- _Source data_:
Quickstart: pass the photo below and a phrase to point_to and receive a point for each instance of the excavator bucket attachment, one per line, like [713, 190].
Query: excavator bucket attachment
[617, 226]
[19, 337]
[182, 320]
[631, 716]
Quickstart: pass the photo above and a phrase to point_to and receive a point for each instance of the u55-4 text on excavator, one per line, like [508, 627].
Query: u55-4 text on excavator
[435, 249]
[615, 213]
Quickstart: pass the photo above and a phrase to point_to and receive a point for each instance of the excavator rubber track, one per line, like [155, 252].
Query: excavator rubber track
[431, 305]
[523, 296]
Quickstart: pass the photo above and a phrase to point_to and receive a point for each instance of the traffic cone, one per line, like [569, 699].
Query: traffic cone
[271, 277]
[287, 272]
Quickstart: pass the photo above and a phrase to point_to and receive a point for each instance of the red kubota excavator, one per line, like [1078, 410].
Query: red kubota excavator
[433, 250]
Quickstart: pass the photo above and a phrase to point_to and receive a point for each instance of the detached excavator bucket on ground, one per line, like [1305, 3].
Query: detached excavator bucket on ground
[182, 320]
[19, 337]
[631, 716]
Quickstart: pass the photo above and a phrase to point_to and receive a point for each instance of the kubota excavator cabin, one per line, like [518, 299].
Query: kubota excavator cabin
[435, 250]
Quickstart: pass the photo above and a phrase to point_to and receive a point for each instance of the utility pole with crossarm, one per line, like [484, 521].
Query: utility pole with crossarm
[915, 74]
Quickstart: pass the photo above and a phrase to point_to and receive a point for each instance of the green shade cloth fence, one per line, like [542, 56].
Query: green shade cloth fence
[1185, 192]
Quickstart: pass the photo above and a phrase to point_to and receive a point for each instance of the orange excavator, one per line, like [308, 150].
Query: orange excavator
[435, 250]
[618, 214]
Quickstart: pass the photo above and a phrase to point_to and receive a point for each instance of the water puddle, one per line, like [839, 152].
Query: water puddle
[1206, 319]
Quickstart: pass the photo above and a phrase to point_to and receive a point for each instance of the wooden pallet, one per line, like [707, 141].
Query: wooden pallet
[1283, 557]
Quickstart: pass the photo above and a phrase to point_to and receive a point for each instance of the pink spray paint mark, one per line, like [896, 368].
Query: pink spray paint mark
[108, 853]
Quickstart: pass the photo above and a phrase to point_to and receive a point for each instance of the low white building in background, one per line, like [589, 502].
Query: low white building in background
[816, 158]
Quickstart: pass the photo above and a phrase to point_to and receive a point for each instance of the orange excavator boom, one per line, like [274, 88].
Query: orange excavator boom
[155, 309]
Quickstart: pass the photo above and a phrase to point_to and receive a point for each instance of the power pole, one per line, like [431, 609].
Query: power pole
==
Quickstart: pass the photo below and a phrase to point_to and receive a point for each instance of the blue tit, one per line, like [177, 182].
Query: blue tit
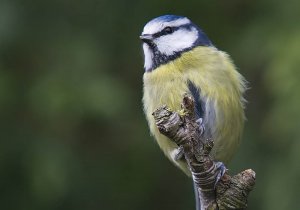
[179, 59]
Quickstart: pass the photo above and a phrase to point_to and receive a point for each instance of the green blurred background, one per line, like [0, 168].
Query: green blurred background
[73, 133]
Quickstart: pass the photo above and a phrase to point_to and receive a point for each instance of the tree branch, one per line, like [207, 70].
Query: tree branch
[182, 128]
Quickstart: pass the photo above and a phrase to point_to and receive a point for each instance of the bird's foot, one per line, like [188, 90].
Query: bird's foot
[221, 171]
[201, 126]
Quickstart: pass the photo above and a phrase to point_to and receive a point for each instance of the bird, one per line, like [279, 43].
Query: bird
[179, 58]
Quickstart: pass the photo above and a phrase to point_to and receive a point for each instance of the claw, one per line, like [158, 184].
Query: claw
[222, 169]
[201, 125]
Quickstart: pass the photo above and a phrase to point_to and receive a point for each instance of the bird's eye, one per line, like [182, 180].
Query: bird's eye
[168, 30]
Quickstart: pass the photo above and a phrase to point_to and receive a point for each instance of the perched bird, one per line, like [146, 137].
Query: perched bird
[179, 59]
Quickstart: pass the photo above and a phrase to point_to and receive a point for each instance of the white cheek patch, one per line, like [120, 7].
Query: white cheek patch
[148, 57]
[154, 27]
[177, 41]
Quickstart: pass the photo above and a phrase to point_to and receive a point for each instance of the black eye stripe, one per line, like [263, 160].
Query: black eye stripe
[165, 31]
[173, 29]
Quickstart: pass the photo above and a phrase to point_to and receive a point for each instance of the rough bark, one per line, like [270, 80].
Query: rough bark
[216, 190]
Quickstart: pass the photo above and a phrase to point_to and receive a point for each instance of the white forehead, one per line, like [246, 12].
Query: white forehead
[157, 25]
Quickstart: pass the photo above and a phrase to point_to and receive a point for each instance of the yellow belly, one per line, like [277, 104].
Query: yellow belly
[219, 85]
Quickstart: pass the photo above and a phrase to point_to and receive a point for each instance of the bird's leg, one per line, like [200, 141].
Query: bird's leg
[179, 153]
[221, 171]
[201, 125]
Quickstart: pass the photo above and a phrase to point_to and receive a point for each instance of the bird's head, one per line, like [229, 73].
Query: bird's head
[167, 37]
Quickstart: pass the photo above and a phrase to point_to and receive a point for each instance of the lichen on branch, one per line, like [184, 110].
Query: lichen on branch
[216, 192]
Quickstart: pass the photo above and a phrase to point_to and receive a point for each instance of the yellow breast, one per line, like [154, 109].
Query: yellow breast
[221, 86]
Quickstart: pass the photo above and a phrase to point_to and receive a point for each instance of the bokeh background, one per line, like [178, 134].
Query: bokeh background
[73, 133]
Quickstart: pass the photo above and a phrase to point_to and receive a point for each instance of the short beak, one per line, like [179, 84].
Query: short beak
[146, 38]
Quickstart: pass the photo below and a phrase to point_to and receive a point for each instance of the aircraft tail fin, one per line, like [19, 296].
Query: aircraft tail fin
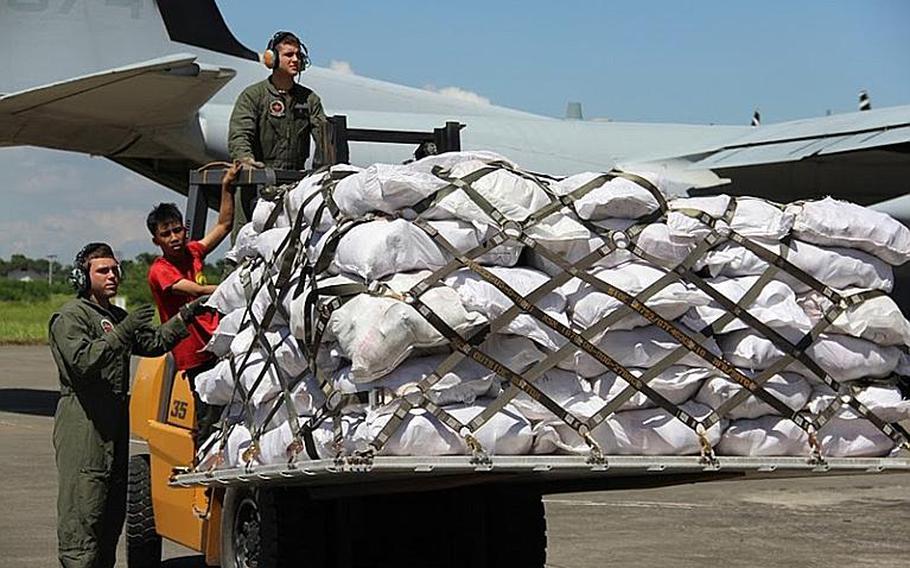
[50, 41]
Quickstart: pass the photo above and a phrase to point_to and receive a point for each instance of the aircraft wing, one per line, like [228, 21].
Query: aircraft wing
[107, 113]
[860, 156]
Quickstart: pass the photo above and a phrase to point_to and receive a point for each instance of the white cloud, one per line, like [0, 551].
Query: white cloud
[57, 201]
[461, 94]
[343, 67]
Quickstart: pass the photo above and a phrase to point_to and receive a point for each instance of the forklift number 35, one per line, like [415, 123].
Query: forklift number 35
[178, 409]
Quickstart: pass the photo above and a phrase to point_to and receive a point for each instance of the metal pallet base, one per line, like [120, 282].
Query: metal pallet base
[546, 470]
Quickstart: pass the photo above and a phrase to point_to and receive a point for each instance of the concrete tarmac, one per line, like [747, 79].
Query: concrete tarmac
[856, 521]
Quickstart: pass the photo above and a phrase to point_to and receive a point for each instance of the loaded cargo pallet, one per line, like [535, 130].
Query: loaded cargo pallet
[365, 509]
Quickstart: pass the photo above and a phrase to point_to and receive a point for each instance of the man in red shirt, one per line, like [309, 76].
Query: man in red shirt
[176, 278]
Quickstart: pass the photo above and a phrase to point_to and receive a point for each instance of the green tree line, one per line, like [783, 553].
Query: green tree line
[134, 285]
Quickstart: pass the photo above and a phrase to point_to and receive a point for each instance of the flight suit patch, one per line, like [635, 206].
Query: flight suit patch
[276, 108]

- _Your instructions_:
Pull out every line in the material above where "power" occurs.

- _Answer space_:
Quickstart: pass the photo above and a phrase to point_to and receive a point for each instance of the power pole, one per line, like [431, 609].
Query: power pole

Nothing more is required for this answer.